### Consigne
Recopie les lignes depuis celle qui contient « Keypoint placement for each instance of the muddy » jusqu'à la dernière, les deux comprises, en remplaçant « work boot » par « rubber boot » sans rien changer d'autre. Ne donne que ces lignes.

(Lignes d'un jeu de données sur l'emplacement des objets)
____
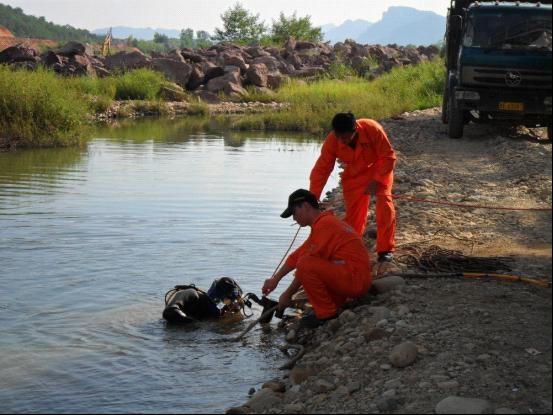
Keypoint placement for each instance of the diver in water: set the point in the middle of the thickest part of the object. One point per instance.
(223, 301)
(186, 303)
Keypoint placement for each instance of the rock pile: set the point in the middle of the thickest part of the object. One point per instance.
(226, 67)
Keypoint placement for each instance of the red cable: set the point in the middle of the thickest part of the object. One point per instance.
(438, 202)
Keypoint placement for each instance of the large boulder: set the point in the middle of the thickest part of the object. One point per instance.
(220, 83)
(81, 65)
(213, 72)
(235, 91)
(236, 60)
(125, 61)
(257, 74)
(301, 45)
(51, 58)
(274, 80)
(175, 71)
(272, 63)
(191, 56)
(257, 52)
(71, 49)
(290, 45)
(197, 77)
(18, 53)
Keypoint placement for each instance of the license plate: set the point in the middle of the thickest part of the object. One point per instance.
(511, 106)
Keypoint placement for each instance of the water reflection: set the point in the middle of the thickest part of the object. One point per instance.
(91, 239)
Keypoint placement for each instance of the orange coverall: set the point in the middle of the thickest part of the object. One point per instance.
(332, 265)
(373, 159)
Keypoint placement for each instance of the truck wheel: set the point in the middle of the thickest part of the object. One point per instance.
(456, 121)
(445, 109)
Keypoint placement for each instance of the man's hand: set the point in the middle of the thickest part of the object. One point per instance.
(284, 300)
(372, 187)
(269, 286)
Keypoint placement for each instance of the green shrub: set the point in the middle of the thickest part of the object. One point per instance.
(141, 84)
(198, 109)
(38, 109)
(312, 105)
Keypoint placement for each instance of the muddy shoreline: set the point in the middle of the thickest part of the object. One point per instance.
(443, 345)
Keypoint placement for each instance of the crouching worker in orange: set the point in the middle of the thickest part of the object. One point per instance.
(368, 160)
(332, 265)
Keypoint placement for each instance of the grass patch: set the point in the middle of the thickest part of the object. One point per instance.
(141, 84)
(37, 109)
(314, 104)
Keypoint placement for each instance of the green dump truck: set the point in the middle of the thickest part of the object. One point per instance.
(498, 60)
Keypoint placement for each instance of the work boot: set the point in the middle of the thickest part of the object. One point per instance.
(310, 321)
(385, 257)
(385, 265)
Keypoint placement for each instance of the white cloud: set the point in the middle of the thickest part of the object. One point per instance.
(205, 15)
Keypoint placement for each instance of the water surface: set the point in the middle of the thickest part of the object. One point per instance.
(92, 238)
____
### Résultat final
Keypoint placement for each instance of the muddy shoreline: set the point in the middle of the thickest part of the object. One point per instance.
(443, 345)
Keypoint placement for each instance of the crouching worker in orange: set the point in the middle of the thickest part of the object. One point per instance.
(368, 160)
(332, 265)
Keypoint placement for each instance of the grass patch: set the point in the middle of the thickest part of the object. One point per instance.
(141, 84)
(37, 109)
(314, 104)
Keypoint placement for each instance of the green dump truck: set the point in the middle of the thickest part of the object. One point per instance.
(498, 60)
Keypoint placement for each instance of the rubber boot: set the point in the middle of the thickest part of the object. One point per instance.
(310, 321)
(385, 257)
(385, 265)
Keypoint placement for each instance of the white cloud: set the point in the middle of the thickest part of the object. One point per instance.
(205, 15)
Keypoint placement for each instance of the water surface: set the point in the middle of the thickest part of the object. One point per instance.
(92, 238)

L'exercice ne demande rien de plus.